> WRITTEN REQUEST 1
Name every TV series mentioned in the Watchmen essay other than Watchmen itself.
> WRITTEN REQUEST 2
Repeat the stretch of the Watchmen essay from "The Odds Were" through "the original comic.", word for word.

> SUPPLIED TEXT
━━━━

I’ve been writing about TV on this site for about three years now. I’ve gotten paid to watch a lot of good TV and some pretty bad TV as well. Sometimes, like the final episodes of Game of Thrones or the “Cult” season of American Horror Story, it felt like a miserable day at the office. Fortunately, there were always shows that made up for those days, like Better Call Saul or The Mandalorian. Not even the best episodes of those shows even came close to the experience of seeing HBO’s Watchmen for the first time. It is my favorite show I’ve ever written about. It might be my favorite show period. I’d like nothing more than to erase my memory of the past few months so I could go back and watch it for the first time again. So naturally, when HBO announced they wouldn’t be making any more episodes of their acclaimed new series, I was deeply relieved.
Calling it quits on Watchmen after one season was absolutely the right move. Damon Lindelof and his team of writers had done it. They had told the best possible story anyone could tell after the events of Alan Moore and Dave Gibbons’ comic. And it was a complete one. In just 9 episodes, they brought a twisty, political, time-hopping superhero story to a satisfying conclusion. Watchmen was everything I didn’t know I wanted out of a sequel series. Sometimes it’s best to go out on top.
The Odds Were Against Watchmen to Begin With
Few comics are put on as high a pedestal as the original Watchmen. It’s a wildly popular comic that DC has tried multiple times to expand on. Most of those attempted expansions didn’t work out so well. Remember Before Watchmen? An entire series about what happened before the interesting part of the story. Not that it didn’t have its moments, but it didn’t add anything of substance to the world. It was the characters we remembered, but not written nearly as well. The little details and worldbuilding that made Watchmen so arresting were missing. Now we have Doomsday Clock which brings the cast of Watchmen into the current DC Universe. It’s fun, and I’m enjoying it a lot, but in more of a kid-playing-with-action-figures way. It doesn’t have the bite or satire of the original comic.

━━━━

> INFORMATION SUPPLIED
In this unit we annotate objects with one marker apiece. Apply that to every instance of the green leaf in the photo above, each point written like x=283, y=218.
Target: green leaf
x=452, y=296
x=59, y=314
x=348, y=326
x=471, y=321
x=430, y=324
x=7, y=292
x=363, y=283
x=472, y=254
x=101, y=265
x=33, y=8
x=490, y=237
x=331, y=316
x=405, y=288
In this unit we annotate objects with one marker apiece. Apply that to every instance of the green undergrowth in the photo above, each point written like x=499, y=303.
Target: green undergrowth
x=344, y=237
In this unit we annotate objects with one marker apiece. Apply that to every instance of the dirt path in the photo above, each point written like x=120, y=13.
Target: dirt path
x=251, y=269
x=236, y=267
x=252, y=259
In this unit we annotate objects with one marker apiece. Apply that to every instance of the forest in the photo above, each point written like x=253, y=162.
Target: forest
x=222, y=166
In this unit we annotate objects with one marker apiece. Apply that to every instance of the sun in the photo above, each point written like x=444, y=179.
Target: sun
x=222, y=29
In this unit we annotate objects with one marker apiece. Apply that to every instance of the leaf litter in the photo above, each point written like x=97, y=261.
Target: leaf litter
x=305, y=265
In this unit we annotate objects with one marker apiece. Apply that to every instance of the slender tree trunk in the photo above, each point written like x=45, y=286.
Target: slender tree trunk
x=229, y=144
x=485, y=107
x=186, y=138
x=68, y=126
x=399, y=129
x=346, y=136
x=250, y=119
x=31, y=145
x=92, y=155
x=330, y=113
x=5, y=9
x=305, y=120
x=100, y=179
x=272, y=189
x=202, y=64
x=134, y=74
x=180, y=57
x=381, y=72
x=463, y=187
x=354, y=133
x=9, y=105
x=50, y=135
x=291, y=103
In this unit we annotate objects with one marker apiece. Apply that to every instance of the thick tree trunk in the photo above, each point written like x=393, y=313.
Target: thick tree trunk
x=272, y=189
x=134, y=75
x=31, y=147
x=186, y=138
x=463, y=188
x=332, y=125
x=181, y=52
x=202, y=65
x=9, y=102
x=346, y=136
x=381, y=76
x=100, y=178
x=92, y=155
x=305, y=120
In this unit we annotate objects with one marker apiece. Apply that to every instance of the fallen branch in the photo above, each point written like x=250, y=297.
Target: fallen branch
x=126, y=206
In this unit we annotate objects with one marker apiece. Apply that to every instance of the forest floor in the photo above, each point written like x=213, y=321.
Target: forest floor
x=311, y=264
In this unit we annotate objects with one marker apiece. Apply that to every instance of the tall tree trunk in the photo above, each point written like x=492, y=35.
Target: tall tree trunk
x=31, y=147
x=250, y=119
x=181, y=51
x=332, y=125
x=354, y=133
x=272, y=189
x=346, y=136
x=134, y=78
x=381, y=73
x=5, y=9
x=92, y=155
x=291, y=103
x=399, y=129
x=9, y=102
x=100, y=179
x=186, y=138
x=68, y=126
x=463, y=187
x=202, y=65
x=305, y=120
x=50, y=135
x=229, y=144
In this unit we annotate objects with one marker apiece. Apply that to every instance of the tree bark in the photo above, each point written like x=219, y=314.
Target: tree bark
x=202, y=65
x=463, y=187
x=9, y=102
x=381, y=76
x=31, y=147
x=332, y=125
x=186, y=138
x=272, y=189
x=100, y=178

━━━━

> RESPONSE 1
- Game of Thrones
- American Horror Story
- Better Call Saul
- The Mandalorian

> RESPONSE 2
The Odds Were Against Watchmen to Begin With
Few comics are put on as high a pedestal as the original Watchmen. It’s a wildly popular comic that DC has tried multiple times to expand on. Most of those attempted expansions didn’t work out so well. Remember Before Watchmen? An entire series about what happened before the interesting part of the story. Not that it didn’t have its moments, but it didn’t add anything of substance to the world. It was the characters we remembered, but not written nearly as well. The little details and worldbuilding that made Watchmen so arresting were missing. Now we have Doomsday Clock which brings the cast of Watchmen into the current DC Universe. It’s fun, and I’m enjoying it a lot, but in more of a kid-playing-with-action-figures way. It doesn’t have the bite or satire of the original comic.